→ Task description
Write the entries out again in full and unchanged, dropping every image.

Excerpted data section start

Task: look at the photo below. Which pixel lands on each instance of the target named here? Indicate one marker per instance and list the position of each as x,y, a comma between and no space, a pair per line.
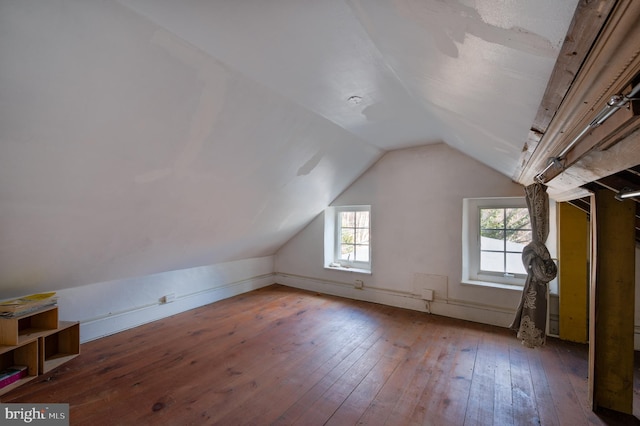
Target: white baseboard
104,326
465,310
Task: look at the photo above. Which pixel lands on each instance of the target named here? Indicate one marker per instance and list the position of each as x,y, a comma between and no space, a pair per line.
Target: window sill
348,269
514,287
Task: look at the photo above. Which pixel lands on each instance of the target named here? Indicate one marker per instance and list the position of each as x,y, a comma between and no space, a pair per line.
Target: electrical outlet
427,294
168,298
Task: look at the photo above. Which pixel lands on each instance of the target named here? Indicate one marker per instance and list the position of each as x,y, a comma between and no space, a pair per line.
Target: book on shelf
25,304
12,374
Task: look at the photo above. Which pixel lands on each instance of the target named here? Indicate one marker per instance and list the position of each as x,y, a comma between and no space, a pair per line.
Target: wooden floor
284,356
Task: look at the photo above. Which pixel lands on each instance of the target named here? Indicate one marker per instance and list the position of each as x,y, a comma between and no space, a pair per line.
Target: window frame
333,239
471,271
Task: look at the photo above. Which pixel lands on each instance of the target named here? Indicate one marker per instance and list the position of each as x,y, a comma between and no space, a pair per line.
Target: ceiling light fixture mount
354,100
627,192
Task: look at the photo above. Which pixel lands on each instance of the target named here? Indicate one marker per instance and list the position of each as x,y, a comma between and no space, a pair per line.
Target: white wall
109,307
416,197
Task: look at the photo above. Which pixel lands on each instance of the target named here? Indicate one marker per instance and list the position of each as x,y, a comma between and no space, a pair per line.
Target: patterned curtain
531,317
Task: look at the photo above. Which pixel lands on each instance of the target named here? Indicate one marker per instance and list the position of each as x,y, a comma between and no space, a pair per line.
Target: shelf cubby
24,355
59,346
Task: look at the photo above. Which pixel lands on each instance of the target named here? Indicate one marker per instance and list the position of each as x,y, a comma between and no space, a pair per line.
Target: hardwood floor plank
525,411
285,356
481,393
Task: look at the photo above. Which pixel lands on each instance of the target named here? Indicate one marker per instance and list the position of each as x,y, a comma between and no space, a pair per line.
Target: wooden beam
612,318
573,246
610,67
588,18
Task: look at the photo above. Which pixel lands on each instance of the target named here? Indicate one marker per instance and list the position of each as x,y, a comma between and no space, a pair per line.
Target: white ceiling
139,136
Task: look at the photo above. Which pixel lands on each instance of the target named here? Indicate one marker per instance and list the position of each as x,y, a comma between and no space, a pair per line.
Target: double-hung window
495,231
348,238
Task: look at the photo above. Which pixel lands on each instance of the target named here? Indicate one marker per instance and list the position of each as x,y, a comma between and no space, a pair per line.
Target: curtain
531,317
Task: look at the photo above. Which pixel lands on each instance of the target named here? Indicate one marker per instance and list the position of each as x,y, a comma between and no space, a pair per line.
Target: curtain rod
615,103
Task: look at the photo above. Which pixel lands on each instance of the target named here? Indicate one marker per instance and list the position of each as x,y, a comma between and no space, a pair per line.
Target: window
347,238
495,230
503,234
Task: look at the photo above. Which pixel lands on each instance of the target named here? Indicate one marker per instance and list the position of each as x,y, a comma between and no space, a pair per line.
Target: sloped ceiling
140,136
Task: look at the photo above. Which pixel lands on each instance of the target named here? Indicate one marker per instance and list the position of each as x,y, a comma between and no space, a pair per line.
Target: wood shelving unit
25,354
38,341
60,346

Excerpted data section end

→ Answer space
Task: look at the photo below. Which pixel lands on each instance of the target named here? Indicate one marker per instance and list the position of each as x,y, a comma between and no space, a pair per line.
Target: white baseboard
104,326
465,310
Task: look at the photo above. Which pixel lands on each instance of the target named here? Indicate one marker per instance and list the position of each as x,y, a comma between and no space, a pair per line.
Target: window sill
348,269
514,287
Task: look at the photo above. Which pixel lands on each instance of the target named here? Indicate one marker per instance and list the position of each as x,y, a comma between and no space, a pair per line.
Target: electrical outlet
427,294
168,298
Task: look at the photo above. Which pixel lands on each instance of the target named here? Indicate one marker per instance and list the position of each as x,y, a comma between and no space, a pair per line.
Target: book on shelf
25,304
12,374
Task: look at the photo above. Which pixel lands on each instance of the target named here? Indicate one marker per instance and list the position of each as x,y, a comma between and no space, a pair per line.
Target: wooden floor
284,356
Task: look at the photo above. Which pixel lands on each instance of the target named here? Indicate one marker per instance and list the position of each as x,y, a comma between and no space, a pair per line.
Target: window frame
333,239
471,271
Task: look at the photo above. Which pixel lands on each instance of the target named here? Indicate one marker per instance and list the position of each as x,y, a comma between and no space, a pair per line.
Target: ceiling light fixture mount
354,100
627,192
Task: look at the photo above. Which pixel lands on each instance of the target named here? Indicate one marker per instance and list the position of each as x,y, a comma between and no space, a pair per line.
Target: white wall
109,307
416,197
Task: look at the photo above. Which pixel lands on each instance of the target named here? Indicate one marker per instance and list the position of each as x,y, a comma between and no space, a pair per line.
Target: patterned curtain
531,317
Task: look at the photo above. Which pixel lands on each instance of the target named here? Indicate one marker per instance and list the position of each as x,y, a comma between and no space, a pair per line.
Target: shelf cubby
24,355
59,346
Task: look at the photo above. Which pixel lands on each instance of the target named here? Indicate one marker per instance and list the position of each as x,y, a comma between and no space, a pair per line.
Target: hardwood floor plank
525,411
285,356
481,393
Task: look at the photo above. Which pixel lands on each instance of the target named here? Indicate one marker per instance and list the position of each as x,y, a comma between and no space, a pair per line.
Target: wooden beam
612,318
573,246
610,67
588,18
Task: look at the photo above. Which pixel lands on each instance of the target named here? Indicate one marker per instance and list the position of each as x,y, a comma between and no space, a pair per line.
Target: white ceiling
139,136
Task: look at the photo above. Which pixel lands on each instance of the target named here? Indicate one marker per instance and list the position of each as x,y, a comma between and no space, a pair per line.
Target: double-hung window
495,231
348,238
Task: look at the photo above. Which pixel lands on each instance of the target named here? Indicate one marker per instance and list the position of each as x,y, a comma between and no space, a pair per line.
Target: curtain
531,317
Task: look at the photo above. Which pixel lands on each instance of the target named here? Indicate one marker per instance and list the position of each as x,y, a comma between and no space, a pair per line.
Target: curtain rod
615,103
Task: look at the photo above. Which pixel lands on each instance of the target named here? Indicate one marker per instance and list the position of each as x,y, a comma between and no space, a pair per line.
Target: window
347,238
495,230
503,234
Task: look at the photo above. Which pixel lands on each instance of the target named here? Indicate one marker per instance and list the position of each as x,y, a comma between and no space, a pair per line.
Target: sloped ceiling
140,136
Task: look at the photo above. Which pixel lands on each instance of the target named here? Indicate one marker per instance and list the position of each as x,y, a comma between and no space, a pair per line.
Target: wood shelving unit
25,354
38,341
60,346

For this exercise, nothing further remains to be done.